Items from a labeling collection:
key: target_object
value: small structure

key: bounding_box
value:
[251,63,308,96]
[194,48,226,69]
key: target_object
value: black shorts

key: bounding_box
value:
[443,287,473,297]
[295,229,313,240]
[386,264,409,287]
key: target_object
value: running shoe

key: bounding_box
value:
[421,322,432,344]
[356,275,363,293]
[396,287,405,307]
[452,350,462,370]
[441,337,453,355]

What to do |
Express the stretch of rows above, from their first line through the line containing "[386,264,409,287]", as a JSON list of strings with one string per line. Omit blank lines.

Answer for this exercise |
[
  "key: target_object",
  "value: small structure",
  "key: bounding_box",
  "value:",
  "[251,63,308,96]",
  "[194,48,226,69]",
  "key: target_object",
  "value: black shorts",
  "key: bounding_box",
  "value:",
  "[443,287,473,297]",
  "[295,229,313,240]",
  "[386,264,409,287]"
]